**DIRECTIVE:** Pull out every line of the material below that contains the word "green".

___

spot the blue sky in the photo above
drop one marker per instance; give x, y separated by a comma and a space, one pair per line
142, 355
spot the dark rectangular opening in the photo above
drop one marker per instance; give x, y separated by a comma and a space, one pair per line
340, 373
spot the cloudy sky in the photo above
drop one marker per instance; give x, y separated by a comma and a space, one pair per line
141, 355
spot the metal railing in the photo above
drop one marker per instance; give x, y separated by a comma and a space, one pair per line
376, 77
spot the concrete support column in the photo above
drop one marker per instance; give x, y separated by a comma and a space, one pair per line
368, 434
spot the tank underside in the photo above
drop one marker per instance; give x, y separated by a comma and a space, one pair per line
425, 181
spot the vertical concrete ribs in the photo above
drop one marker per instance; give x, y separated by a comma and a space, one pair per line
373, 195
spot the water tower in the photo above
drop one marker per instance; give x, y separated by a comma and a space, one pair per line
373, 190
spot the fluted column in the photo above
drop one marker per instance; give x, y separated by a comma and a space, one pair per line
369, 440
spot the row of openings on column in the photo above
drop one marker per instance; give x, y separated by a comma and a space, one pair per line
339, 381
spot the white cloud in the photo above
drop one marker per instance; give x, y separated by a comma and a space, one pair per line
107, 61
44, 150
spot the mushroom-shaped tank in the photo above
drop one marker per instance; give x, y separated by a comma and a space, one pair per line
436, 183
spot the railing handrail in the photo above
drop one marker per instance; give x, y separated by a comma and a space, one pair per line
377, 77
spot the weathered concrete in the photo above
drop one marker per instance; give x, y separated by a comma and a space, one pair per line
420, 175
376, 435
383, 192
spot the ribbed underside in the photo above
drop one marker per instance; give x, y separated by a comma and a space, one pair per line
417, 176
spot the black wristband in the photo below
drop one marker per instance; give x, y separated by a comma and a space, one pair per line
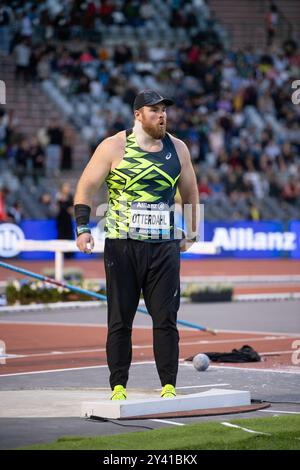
82, 214
191, 239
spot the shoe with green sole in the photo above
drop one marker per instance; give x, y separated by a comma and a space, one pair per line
168, 391
119, 393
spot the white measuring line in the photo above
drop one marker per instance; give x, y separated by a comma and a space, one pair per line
145, 346
282, 412
230, 425
175, 423
70, 369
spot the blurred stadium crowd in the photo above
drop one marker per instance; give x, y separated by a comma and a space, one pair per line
233, 106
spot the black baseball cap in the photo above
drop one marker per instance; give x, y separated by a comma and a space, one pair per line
149, 98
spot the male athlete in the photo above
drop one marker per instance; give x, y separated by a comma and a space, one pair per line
142, 167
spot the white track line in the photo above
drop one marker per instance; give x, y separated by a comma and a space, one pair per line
196, 386
167, 422
248, 369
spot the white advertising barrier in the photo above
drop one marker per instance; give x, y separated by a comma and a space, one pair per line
63, 246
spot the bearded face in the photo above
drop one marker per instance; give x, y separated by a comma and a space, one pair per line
154, 120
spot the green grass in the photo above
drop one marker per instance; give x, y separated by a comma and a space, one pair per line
284, 430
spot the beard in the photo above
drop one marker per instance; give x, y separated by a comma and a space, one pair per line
156, 131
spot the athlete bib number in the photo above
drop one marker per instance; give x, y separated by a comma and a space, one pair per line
149, 220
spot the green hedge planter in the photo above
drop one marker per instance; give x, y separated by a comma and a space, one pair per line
211, 296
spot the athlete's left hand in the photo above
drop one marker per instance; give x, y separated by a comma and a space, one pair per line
185, 244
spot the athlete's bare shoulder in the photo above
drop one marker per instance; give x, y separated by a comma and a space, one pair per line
111, 147
115, 141
181, 148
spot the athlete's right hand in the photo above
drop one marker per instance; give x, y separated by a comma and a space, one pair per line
85, 243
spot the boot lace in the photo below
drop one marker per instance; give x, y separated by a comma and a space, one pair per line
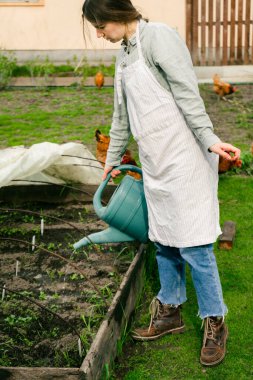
210, 330
154, 309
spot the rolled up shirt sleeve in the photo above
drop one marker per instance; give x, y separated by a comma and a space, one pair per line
173, 58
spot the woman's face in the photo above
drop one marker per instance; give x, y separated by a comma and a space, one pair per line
111, 31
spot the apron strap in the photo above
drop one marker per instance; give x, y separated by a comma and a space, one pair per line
139, 42
120, 66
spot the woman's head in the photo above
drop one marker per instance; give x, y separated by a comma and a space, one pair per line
104, 11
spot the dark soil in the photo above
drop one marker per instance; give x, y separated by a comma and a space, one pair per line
49, 302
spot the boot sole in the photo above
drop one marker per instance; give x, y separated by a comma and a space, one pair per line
178, 330
208, 364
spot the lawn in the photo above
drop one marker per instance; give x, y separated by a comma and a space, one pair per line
29, 116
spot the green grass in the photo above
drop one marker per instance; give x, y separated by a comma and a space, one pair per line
29, 116
177, 357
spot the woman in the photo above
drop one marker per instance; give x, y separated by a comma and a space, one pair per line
157, 100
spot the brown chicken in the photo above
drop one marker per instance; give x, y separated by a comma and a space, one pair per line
101, 152
226, 165
221, 88
99, 80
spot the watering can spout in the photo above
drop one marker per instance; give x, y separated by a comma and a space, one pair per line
126, 213
110, 235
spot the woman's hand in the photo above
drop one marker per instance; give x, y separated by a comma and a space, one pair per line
109, 169
225, 150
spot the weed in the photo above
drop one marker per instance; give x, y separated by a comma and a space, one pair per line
7, 65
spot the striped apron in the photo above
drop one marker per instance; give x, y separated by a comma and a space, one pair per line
180, 178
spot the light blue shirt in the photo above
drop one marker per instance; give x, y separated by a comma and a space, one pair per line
169, 60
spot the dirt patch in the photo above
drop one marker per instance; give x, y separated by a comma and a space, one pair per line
52, 298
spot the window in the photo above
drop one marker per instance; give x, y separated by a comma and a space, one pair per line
21, 2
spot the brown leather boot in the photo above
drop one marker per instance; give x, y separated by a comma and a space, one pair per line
214, 343
165, 319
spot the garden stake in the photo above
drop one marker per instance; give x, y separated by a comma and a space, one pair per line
33, 242
64, 259
17, 267
79, 347
42, 307
3, 292
42, 227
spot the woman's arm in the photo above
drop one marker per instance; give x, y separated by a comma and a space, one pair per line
119, 134
171, 55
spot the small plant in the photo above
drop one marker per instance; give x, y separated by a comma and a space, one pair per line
7, 66
42, 296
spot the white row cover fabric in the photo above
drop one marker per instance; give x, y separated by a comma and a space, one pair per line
47, 162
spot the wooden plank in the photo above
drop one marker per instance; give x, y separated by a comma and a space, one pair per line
53, 193
195, 34
104, 347
203, 33
226, 240
247, 33
189, 24
217, 33
239, 35
210, 33
232, 33
225, 33
57, 82
38, 373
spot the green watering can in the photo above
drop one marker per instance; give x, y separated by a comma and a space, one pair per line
126, 212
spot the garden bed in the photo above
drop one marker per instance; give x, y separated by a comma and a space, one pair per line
53, 298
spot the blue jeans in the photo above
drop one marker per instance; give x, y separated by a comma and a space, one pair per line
201, 260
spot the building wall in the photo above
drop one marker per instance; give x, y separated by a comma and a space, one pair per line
58, 25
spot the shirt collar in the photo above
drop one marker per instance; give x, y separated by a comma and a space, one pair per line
132, 40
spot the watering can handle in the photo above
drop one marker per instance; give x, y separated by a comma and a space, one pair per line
98, 195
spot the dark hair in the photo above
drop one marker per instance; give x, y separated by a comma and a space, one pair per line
102, 11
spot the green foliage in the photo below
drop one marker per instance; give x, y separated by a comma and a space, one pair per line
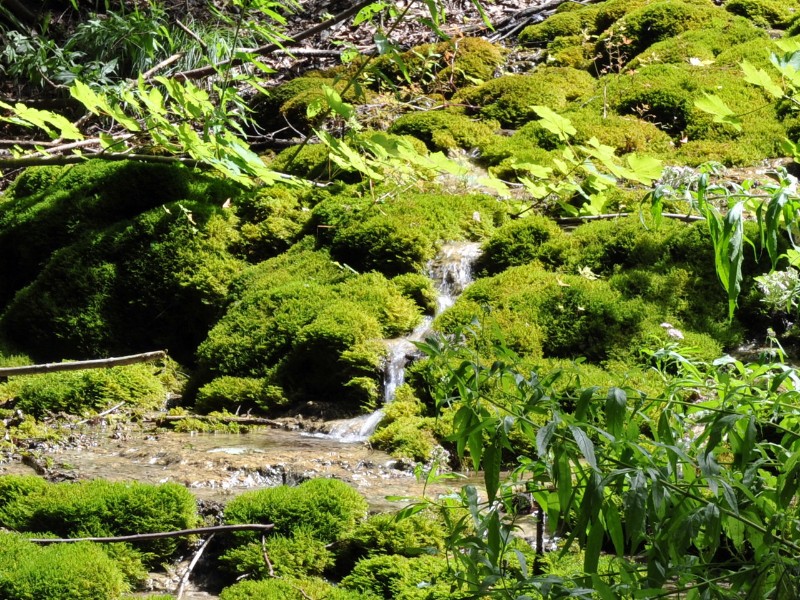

___

**RESPONSE TO THE TASK:**
spot the shoe with green sole in the photo above
spot the green grass in the photo above
spot the green hedge planter in the photo above
spot the green grass in the photo above
spot the green watering can in the photo above
spot the green foliage in the photo below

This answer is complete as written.